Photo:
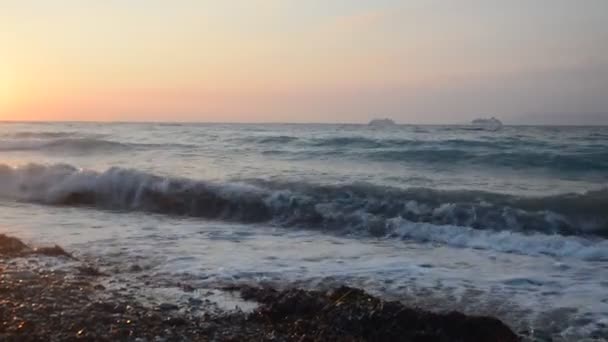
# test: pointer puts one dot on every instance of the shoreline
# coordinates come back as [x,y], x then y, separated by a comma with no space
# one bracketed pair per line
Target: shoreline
[49,295]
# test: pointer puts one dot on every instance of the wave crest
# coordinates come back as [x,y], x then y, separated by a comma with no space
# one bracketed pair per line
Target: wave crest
[353,207]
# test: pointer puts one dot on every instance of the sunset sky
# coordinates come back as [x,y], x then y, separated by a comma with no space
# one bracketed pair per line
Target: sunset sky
[419,61]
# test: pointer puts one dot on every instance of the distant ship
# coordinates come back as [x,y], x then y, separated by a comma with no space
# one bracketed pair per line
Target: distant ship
[382,123]
[491,124]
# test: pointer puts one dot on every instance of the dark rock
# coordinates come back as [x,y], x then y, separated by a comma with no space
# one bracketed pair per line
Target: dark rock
[55,251]
[167,307]
[10,245]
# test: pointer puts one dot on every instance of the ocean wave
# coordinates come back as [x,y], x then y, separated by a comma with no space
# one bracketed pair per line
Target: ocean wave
[363,207]
[502,241]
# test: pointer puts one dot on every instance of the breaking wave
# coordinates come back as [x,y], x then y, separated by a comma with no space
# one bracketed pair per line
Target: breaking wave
[556,225]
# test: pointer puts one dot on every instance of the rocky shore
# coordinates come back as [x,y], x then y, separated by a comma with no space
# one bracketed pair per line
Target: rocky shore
[48,295]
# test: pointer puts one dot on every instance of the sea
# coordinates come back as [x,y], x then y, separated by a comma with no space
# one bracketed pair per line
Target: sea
[510,223]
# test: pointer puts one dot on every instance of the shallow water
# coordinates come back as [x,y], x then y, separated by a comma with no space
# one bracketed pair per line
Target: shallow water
[507,223]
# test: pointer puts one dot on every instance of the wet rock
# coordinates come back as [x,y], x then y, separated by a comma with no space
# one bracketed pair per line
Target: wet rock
[90,271]
[55,251]
[10,245]
[167,307]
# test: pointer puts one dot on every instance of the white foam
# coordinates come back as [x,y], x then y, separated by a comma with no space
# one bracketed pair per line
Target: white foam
[502,241]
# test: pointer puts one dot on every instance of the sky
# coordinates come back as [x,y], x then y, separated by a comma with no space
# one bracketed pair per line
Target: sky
[417,61]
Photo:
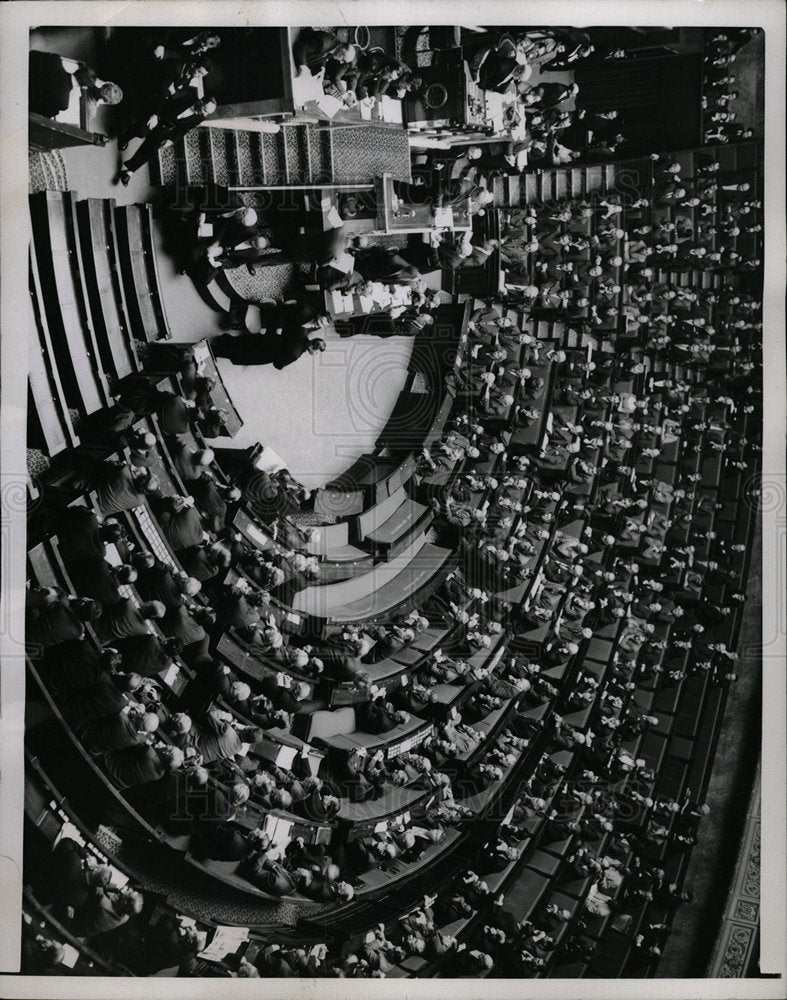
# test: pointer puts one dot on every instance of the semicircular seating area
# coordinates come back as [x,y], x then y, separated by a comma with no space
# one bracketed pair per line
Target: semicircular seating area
[454,713]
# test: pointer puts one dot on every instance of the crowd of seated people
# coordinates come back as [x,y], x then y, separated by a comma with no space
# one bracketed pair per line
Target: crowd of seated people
[577,479]
[168,105]
[348,72]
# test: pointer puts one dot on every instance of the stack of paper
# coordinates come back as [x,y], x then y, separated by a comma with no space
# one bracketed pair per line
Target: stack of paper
[329,106]
[285,757]
[391,110]
[334,221]
[226,941]
[345,262]
[70,832]
[444,217]
[70,956]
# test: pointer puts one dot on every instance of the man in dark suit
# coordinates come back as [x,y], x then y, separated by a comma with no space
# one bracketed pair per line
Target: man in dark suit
[314,47]
[173,126]
[53,78]
[274,349]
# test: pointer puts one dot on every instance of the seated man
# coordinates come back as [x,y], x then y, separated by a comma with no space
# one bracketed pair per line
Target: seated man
[314,47]
[120,487]
[55,81]
[268,349]
[166,131]
[63,621]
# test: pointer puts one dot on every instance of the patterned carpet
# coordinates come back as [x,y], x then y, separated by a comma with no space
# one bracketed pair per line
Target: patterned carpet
[267,283]
[47,172]
[363,153]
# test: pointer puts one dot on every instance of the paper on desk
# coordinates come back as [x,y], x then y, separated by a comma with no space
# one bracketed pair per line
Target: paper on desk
[170,676]
[334,220]
[70,956]
[70,832]
[118,878]
[380,294]
[444,217]
[226,941]
[329,105]
[344,262]
[285,757]
[391,110]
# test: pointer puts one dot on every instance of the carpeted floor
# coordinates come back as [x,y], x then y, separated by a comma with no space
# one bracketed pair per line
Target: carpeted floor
[712,864]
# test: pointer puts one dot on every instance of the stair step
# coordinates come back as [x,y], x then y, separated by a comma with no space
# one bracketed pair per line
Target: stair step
[500,192]
[217,146]
[514,187]
[562,184]
[318,154]
[271,152]
[234,158]
[296,157]
[194,158]
[594,178]
[165,165]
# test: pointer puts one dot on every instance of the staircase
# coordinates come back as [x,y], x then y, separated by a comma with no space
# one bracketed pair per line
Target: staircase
[296,154]
[562,183]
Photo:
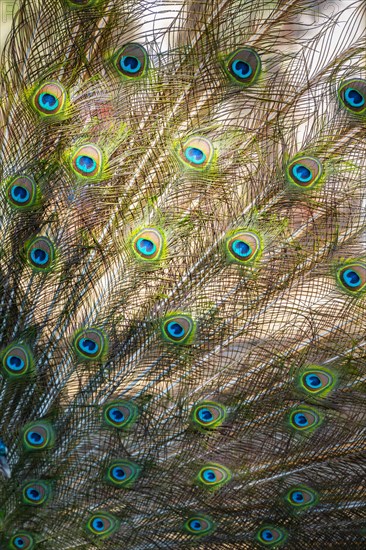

══════════════════════════════

- _WHAT IS BEING ASKED_: What is needed is an exact copy of only the lines above from the one with "Target: wet rock" to the one with "the crowd of seated people", both kept, with every picture left out.

- _RESULT OF THIS TASK_:
Target: wet rock
[90,271]
[55,251]
[10,245]
[167,307]
# test: pointer puts one dot on every instance of the white foam
# coordinates come back as [x,y], x then y, separated by a comma with no space
# one bracketed pair per line
Target: white foam
[502,241]
# test: pointer puts one dot on every instance of the sky
# coordinates come back as [x,y], x then y, separated by a comma with no space
# one bracketed pair per line
Target: sky
[417,61]
Photo:
# test: pointer puts one dot on every instance of the semicircular seating area
# coordinates come back as [x,y], x then y, separated by a comma with no space
# one bracketed pair per line
Target: semicircular seating area
[454,713]
# test: pointer puts one dot on every instance of the crowd of seated people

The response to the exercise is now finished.